İstenen :: Aşağıdaki Sezen Aksu yazısının devamını lütfen yazın; devam, yazının son cümlesinden sonra başlasın.

Okunacak metin ::
▬▬▬▬▬▬▬▬▬▬
Sezen Aksu, herkesin bir anısında mutlaka vardır. Hatta herkes için mutlaka bir Sezen Aksu şarkısı vardır ki o şarkı, nerede çalarsa çalsın sizi anısı olan yere götürür. Benim gibi çocukluğundan itibaren Sezen Aksu'yla büyüyenler içinse artık aileden biridir sanki.
Sezen Aksu anılarımın başı ilkokul öncesine dayanıyor. Annem gençliğinde kaset koleksiyoncusu olduğu için çekmeceler dolusu Sezen Aksu kasetlerimiz vardı. Evde her şeye yetişmeye çalışan annem ve dilinde hep bir Sezen Aksu şarkısıyla geçti çocukluğum. Birçok şarkısını o zamandan bilirdim elbette. Ama şarkılarda ne söylenmek istediğini anlamak için annemin o zamanki yaşlarına yaklaşmam gerekiyormuş. Yaşına yaklaştıkça daha iyi anladığım tek insana, beni böylesi güzel şarkılarla ve Sezen Aksu ile büyüttüğü için bu yazıyla teşekkür ediyorum.
▬▬▬▬▬▬▬▬▬▬
Veri kesiti ::
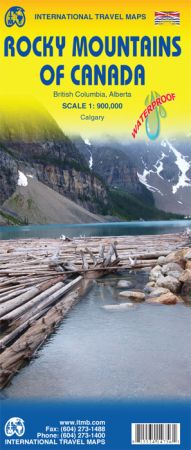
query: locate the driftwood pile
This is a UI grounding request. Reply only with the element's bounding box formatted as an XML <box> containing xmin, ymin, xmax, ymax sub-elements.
<box><xmin>0</xmin><ymin>234</ymin><xmax>187</xmax><ymax>388</ymax></box>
▬▬▬▬▬▬▬▬▬▬
Görevin sonucu ::
Minik Serçe'nin hikayesi
Sezen, 1954 Denizli doğumlu ve baba tarafından aslen Pazar, Rizeli. Lise ve üniversite hayatı İzmir'de geçen Minik Serçe, İzmir'e aşık biri. Gençlik yıllarında dansöz olma hayali vardı ancak şarkıcı olunca bu süreç için "Allah babama acıdı da şarkıcı oldum." dedi. 1970 yılında jüri koltuğunda Ajda Pekkan'ın oturduğu "Altın Ses" yarışmasında altıncı oldu. Aynı yarışmada birinciliği Nilüfer kaptı ve ilk albümü Sezen Aksu'dan önce çıkarmış oldu.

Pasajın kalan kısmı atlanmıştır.